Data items
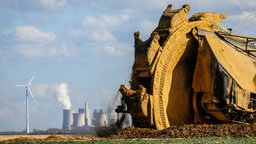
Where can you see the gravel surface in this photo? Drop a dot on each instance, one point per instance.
(189, 131)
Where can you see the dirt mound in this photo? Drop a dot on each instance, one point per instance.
(189, 131)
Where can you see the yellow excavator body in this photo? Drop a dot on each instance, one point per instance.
(191, 70)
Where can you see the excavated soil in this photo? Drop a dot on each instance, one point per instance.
(189, 131)
(184, 131)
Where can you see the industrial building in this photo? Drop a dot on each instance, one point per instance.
(82, 119)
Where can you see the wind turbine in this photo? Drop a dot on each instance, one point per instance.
(28, 91)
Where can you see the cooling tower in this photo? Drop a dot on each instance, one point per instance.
(87, 115)
(67, 119)
(78, 120)
(103, 120)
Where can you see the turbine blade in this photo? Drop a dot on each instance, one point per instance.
(20, 85)
(30, 81)
(30, 93)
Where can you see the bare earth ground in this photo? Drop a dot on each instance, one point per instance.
(184, 131)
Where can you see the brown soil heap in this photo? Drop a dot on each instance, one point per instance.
(189, 131)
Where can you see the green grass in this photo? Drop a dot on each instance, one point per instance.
(210, 140)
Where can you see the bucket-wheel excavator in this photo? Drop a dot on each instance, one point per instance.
(191, 70)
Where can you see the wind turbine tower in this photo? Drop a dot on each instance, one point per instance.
(28, 92)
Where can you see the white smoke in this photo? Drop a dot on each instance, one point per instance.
(61, 93)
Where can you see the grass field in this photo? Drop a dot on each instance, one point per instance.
(210, 140)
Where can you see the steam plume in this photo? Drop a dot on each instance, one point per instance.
(61, 93)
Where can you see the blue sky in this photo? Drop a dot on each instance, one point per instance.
(85, 45)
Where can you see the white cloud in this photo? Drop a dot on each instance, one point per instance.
(30, 33)
(44, 51)
(126, 14)
(31, 42)
(53, 4)
(103, 22)
(40, 89)
(113, 50)
(101, 36)
(5, 112)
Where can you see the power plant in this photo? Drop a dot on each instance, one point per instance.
(82, 119)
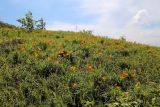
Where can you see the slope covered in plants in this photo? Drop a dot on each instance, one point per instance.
(68, 69)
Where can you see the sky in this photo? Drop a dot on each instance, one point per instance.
(137, 20)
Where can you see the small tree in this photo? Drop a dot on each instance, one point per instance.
(30, 24)
(40, 24)
(27, 22)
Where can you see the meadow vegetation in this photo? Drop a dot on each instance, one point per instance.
(76, 69)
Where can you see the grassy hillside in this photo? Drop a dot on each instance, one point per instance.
(67, 69)
(6, 25)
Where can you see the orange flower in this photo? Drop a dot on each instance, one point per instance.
(124, 75)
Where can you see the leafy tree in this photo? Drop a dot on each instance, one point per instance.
(40, 24)
(27, 22)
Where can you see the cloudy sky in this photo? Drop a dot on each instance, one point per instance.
(138, 20)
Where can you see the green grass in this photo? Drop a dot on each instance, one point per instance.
(68, 69)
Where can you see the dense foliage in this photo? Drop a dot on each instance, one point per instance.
(67, 69)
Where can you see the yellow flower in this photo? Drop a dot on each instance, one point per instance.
(23, 50)
(49, 59)
(75, 85)
(57, 62)
(124, 75)
(118, 87)
(104, 78)
(73, 68)
(39, 49)
(35, 54)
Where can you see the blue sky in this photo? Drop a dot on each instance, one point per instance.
(138, 20)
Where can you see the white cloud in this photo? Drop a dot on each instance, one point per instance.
(120, 17)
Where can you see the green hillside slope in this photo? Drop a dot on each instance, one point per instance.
(68, 69)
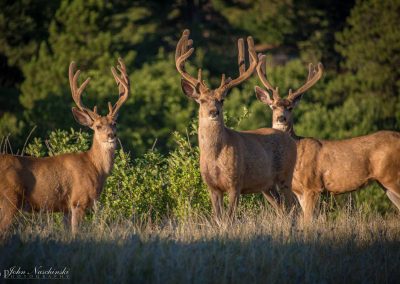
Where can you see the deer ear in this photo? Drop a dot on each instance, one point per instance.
(189, 90)
(82, 117)
(296, 101)
(263, 96)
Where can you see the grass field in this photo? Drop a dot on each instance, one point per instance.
(257, 248)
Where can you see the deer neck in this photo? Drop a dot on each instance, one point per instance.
(212, 135)
(289, 130)
(102, 156)
(292, 132)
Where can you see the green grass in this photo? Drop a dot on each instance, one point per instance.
(258, 247)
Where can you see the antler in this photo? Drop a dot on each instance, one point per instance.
(77, 92)
(262, 74)
(244, 74)
(314, 74)
(183, 51)
(123, 86)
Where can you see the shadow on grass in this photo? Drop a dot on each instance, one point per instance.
(259, 258)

■ **Problem details**
The records are to be returned word for word, without any of their pictures.

■ **Solution below**
Where can you see the gravel surface in this photo? Drop a dot on each instance, one point per instance.
(189, 131)
Where can you see the dirt mound in this photo? Drop a dot on each instance, one point per instance.
(189, 131)
Where can you see the yellow excavator body in this photo? Drop a dot on each instance, one point per instance.
(191, 70)
Where can you see the excavated soil in this photo? Drop a dot on each instance, one point per instance.
(189, 131)
(184, 131)
Where can you see the industrial building in this photo? Drop a dot on each instance, one point per instance.
(82, 119)
Where can you see the wind turbine in this photo? Drop a dot on each instance, one point per instance.
(28, 91)
Where can you see the cooling tower in this photo? Drop a dot on each instance, one point per instance.
(87, 115)
(67, 119)
(78, 120)
(103, 120)
Where can you see the turbine blade in this photo? Drop a dot on each instance, one point per instance.
(20, 85)
(30, 81)
(30, 93)
Where can you see the bare earth ground in this photo? Drop a dot on each instance, one point per instance.
(184, 131)
Where can you see the brown soil heap in this photo? Drop a dot on each instance, one point per instance.
(189, 131)
Where can you see the green grass in this photo? Drop a dot on each instance, one point per instance.
(210, 140)
Where can you see the bucket-wheel excavator in this photo? Drop a dot on each instance, one point per instance.
(191, 70)
Where can you see the wind turbine tower in this photo? Drop a dot on each instance, one point per instance.
(28, 92)
Where can you see the white smoke in this photo? Drop a dot on each instance, one point per instance.
(61, 93)
Where can you see the grass field in this photo? Drop a dot on each instance, one point per instance.
(210, 140)
Where can you see the steam plume in this photo? Drop a dot on each instance, one point per instance.
(61, 93)
Where can you see the blue sky in this photo? Drop a dot on each instance, one point per instance.
(85, 45)
Where can you see the white cloud in this photo? Drop a dot on each instance, one point per instance.
(30, 33)
(44, 51)
(126, 14)
(31, 42)
(53, 4)
(103, 22)
(40, 89)
(113, 50)
(101, 36)
(5, 112)
Where can you see the power plant in this photo? Drop a dot on each instance, one point per instance.
(82, 119)
Where can you see the slope covered in plants in this photo? Drop a dot on each instance, one point per instance.
(68, 69)
Where can you see the sky in this photo? Drop a dot on each instance, one point per instance.
(137, 20)
Where can you see the small tree in this photo? Drop a dot on each instance, one point per instance.
(30, 24)
(40, 24)
(27, 22)
Where can you see the meadow vegetation in this photo? Drop a dot on each instance, one point per instance.
(76, 69)
Where can you see the grassy hillside in this photo? Drop a dot on each instance, one point per instance.
(67, 69)
(6, 25)
Where can you see the orange flower in this photo? Drop a dot on each instance, one point per instance.
(124, 75)
Where can you see the leafy tree in this photo? Drop a dot on each instance, one point per instance.
(40, 24)
(27, 22)
Where can you see the cloudy sky in this photo? Drop a dot on each instance, one point per instance.
(138, 20)
Where can you see the green grass in this photo? Drop a dot on each instance, one point per instance.
(68, 69)
Where can you see the dense foliage in this photo? Drop a dot on each instance, one point per instance.
(67, 69)
Where can you see the yellow flower in this photo? Drop a dot on each instance, one point per instance.
(23, 50)
(49, 59)
(75, 85)
(57, 62)
(124, 75)
(118, 87)
(104, 78)
(73, 68)
(39, 49)
(35, 54)
Where can you see the blue sky in this photo? Drop a dot on each instance, one point per instance.
(138, 20)
Where can you see the white cloud in this photo? Drop a dot on each instance, one point per instance.
(120, 17)
Where can you see the green hillside slope in this photo? Drop a dot on each instance, one point per instance.
(68, 69)
Where can you see the deer ear in this photo? Drop a dot on each instance, one point per instance.
(189, 90)
(82, 117)
(296, 101)
(263, 96)
Where can you see the grass field in this photo? Drop a dot on each instance, one point per instance.
(257, 248)
Where can you see the deer neck in this photo? Drop a dot on each instance, one point per instance.
(212, 135)
(289, 130)
(102, 156)
(292, 132)
Where can you see the green grass in this photo? Drop a dot on each instance, one point per instance.
(258, 247)
Where can you see the antler in this photo? Drop a dot on each instance, one point per instance.
(77, 92)
(262, 74)
(244, 74)
(314, 74)
(183, 51)
(123, 86)
Where can you see the shadow on grass in this photo? Drop a dot on each instance, one point per instance.
(259, 258)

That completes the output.